WHAT YOU HAVE TO DO —
Using the data that follows, return exactly the lines from the one that contains "Target: rows of planted agave" through the one that contains "Reviewer note: every instance of the power", ends included.

-------- RECORDS TO PROCESS

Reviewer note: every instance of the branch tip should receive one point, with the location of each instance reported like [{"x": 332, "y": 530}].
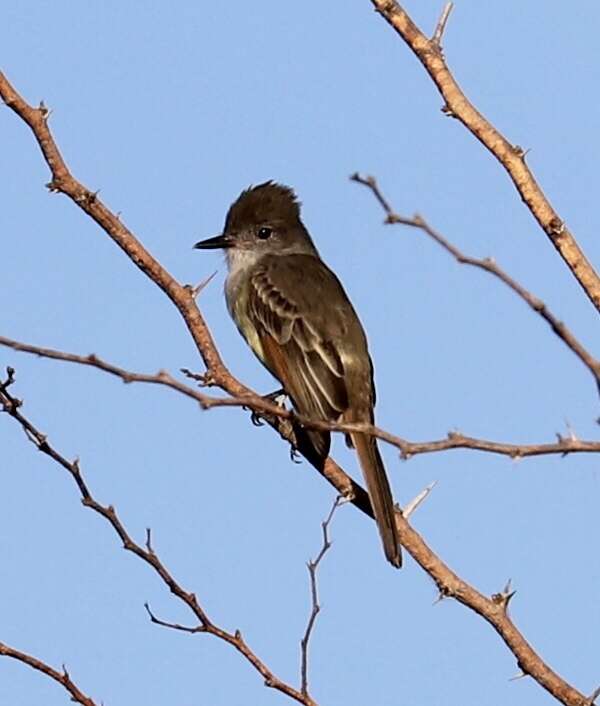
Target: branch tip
[{"x": 436, "y": 39}]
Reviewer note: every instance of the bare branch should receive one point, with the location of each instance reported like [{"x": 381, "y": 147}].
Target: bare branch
[
  {"x": 281, "y": 418},
  {"x": 441, "y": 25},
  {"x": 511, "y": 157},
  {"x": 448, "y": 583},
  {"x": 410, "y": 507},
  {"x": 12, "y": 407},
  {"x": 489, "y": 265},
  {"x": 446, "y": 580},
  {"x": 63, "y": 678},
  {"x": 315, "y": 607}
]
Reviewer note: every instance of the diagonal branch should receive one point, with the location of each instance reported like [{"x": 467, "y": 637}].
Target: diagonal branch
[
  {"x": 447, "y": 581},
  {"x": 511, "y": 157},
  {"x": 63, "y": 678},
  {"x": 279, "y": 417},
  {"x": 11, "y": 405},
  {"x": 489, "y": 265}
]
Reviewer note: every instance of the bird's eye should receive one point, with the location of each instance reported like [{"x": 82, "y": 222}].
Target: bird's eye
[{"x": 264, "y": 232}]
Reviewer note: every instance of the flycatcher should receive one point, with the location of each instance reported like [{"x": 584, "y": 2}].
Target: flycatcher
[{"x": 296, "y": 317}]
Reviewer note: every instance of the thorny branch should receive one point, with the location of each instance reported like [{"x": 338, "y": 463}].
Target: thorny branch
[
  {"x": 489, "y": 265},
  {"x": 511, "y": 157},
  {"x": 564, "y": 445},
  {"x": 12, "y": 406},
  {"x": 313, "y": 566},
  {"x": 449, "y": 584},
  {"x": 63, "y": 678}
]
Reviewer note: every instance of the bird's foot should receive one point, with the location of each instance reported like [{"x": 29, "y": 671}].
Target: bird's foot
[{"x": 277, "y": 397}]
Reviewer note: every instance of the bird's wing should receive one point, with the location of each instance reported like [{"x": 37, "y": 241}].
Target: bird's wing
[{"x": 294, "y": 304}]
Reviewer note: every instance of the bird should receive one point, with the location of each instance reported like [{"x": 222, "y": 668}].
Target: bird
[{"x": 294, "y": 314}]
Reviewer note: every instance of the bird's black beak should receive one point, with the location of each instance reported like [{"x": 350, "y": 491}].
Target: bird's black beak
[{"x": 219, "y": 242}]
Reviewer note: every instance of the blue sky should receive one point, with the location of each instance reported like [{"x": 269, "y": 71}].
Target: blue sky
[{"x": 171, "y": 110}]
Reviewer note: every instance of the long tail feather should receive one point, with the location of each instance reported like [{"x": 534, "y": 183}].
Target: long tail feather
[{"x": 380, "y": 495}]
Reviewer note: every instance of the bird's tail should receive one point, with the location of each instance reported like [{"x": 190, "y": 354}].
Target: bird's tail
[{"x": 380, "y": 495}]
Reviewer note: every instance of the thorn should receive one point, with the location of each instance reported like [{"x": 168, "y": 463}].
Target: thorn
[
  {"x": 503, "y": 598},
  {"x": 441, "y": 25},
  {"x": 556, "y": 227},
  {"x": 518, "y": 676},
  {"x": 415, "y": 502},
  {"x": 45, "y": 112},
  {"x": 593, "y": 696},
  {"x": 149, "y": 540},
  {"x": 520, "y": 152}
]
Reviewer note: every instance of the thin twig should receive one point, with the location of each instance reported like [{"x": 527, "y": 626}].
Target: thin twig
[
  {"x": 63, "y": 678},
  {"x": 446, "y": 580},
  {"x": 312, "y": 566},
  {"x": 441, "y": 25},
  {"x": 489, "y": 265},
  {"x": 512, "y": 157},
  {"x": 271, "y": 411},
  {"x": 411, "y": 506},
  {"x": 11, "y": 405}
]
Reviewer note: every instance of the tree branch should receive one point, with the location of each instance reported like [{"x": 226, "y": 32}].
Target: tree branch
[
  {"x": 449, "y": 584},
  {"x": 63, "y": 678},
  {"x": 489, "y": 265},
  {"x": 11, "y": 405},
  {"x": 279, "y": 417},
  {"x": 511, "y": 157}
]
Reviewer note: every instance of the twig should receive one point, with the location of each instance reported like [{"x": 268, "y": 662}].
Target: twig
[
  {"x": 446, "y": 580},
  {"x": 315, "y": 606},
  {"x": 11, "y": 406},
  {"x": 441, "y": 25},
  {"x": 510, "y": 156},
  {"x": 279, "y": 416},
  {"x": 63, "y": 678},
  {"x": 487, "y": 264},
  {"x": 411, "y": 506}
]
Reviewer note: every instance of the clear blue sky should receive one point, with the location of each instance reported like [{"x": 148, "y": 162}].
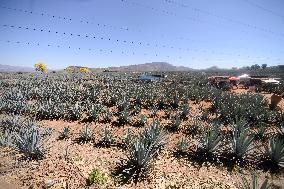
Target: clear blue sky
[{"x": 193, "y": 33}]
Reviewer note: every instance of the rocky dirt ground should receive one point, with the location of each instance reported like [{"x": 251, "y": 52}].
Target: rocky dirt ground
[{"x": 68, "y": 164}]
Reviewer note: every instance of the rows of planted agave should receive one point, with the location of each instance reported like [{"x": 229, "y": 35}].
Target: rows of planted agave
[{"x": 233, "y": 131}]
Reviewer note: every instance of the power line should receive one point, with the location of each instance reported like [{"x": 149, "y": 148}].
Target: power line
[
  {"x": 229, "y": 20},
  {"x": 263, "y": 8},
  {"x": 70, "y": 47},
  {"x": 91, "y": 37},
  {"x": 68, "y": 19}
]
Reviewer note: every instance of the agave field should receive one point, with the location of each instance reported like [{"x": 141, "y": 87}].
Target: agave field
[{"x": 109, "y": 130}]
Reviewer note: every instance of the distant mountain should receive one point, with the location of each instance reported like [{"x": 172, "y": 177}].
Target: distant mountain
[
  {"x": 7, "y": 68},
  {"x": 147, "y": 67}
]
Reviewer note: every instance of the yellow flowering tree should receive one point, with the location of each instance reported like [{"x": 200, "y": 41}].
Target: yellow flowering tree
[
  {"x": 84, "y": 70},
  {"x": 40, "y": 67}
]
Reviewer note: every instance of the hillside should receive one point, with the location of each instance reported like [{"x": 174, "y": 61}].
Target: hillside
[{"x": 154, "y": 66}]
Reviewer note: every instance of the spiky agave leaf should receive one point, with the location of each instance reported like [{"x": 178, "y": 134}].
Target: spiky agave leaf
[
  {"x": 182, "y": 145},
  {"x": 30, "y": 143},
  {"x": 275, "y": 151},
  {"x": 64, "y": 133},
  {"x": 143, "y": 150},
  {"x": 211, "y": 141},
  {"x": 242, "y": 143},
  {"x": 86, "y": 134},
  {"x": 253, "y": 184},
  {"x": 128, "y": 138},
  {"x": 107, "y": 137}
]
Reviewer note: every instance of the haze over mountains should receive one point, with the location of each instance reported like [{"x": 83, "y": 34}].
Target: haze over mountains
[{"x": 154, "y": 66}]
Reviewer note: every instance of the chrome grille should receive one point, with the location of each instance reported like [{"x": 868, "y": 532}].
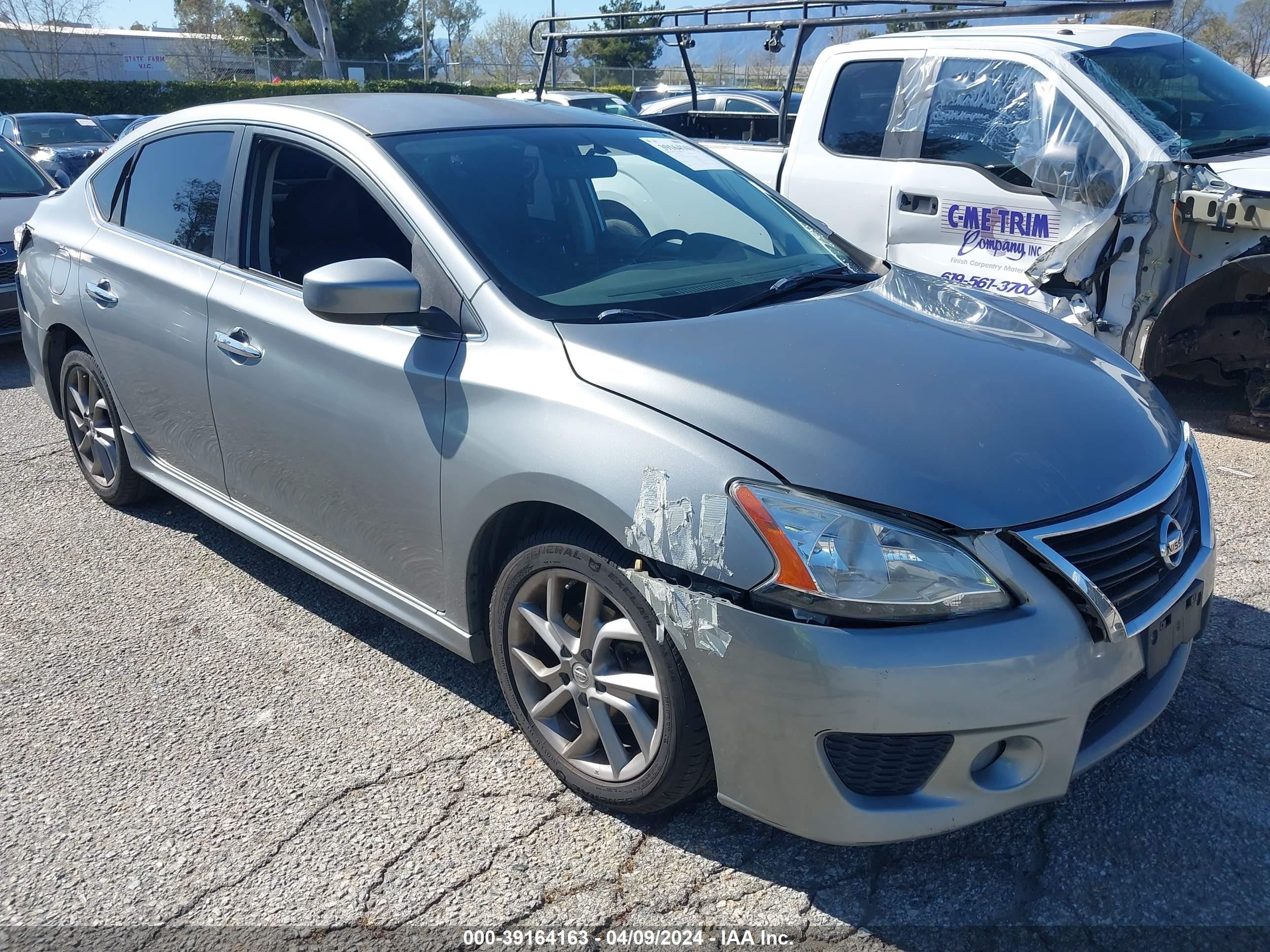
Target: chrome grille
[{"x": 1123, "y": 558}]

----------------

SOLUTION FOR THIS TASK —
Target: rows of planted agave
[{"x": 233, "y": 131}]
Reviewer note: every instance of the power line should receive one point, with the location of each instance reported like [{"x": 149, "y": 148}].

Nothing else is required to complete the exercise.